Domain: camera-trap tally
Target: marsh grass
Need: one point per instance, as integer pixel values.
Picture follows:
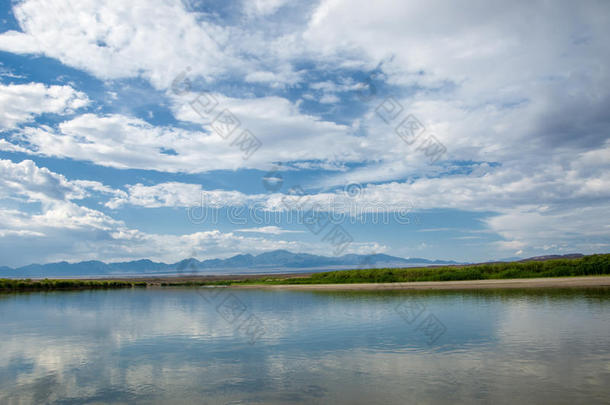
(585, 266)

> **Task statement**: Repeat the listing verbatim. Skip the pictures.

> **Finished task**:
Domain: camera-trap tally
Target: marsh grass
Need: one point per instance, as integer pixel values.
Picture follows:
(585, 266)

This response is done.